> What this task involves: Every entry below must be transcribed exactly, with no line missing.

> Records supplied:
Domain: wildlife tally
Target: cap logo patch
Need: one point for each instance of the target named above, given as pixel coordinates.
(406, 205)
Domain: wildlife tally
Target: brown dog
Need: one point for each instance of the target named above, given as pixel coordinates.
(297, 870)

> Finished exercise:
Domain: wildlife tally
Target: cap logo patch
Need: one point for each instance of the target named above, given as pixel coordinates.
(406, 205)
Domain: wildlife tally
Target: brown dog
Need: one point for each instance of the target named above, given as pixel coordinates.
(297, 870)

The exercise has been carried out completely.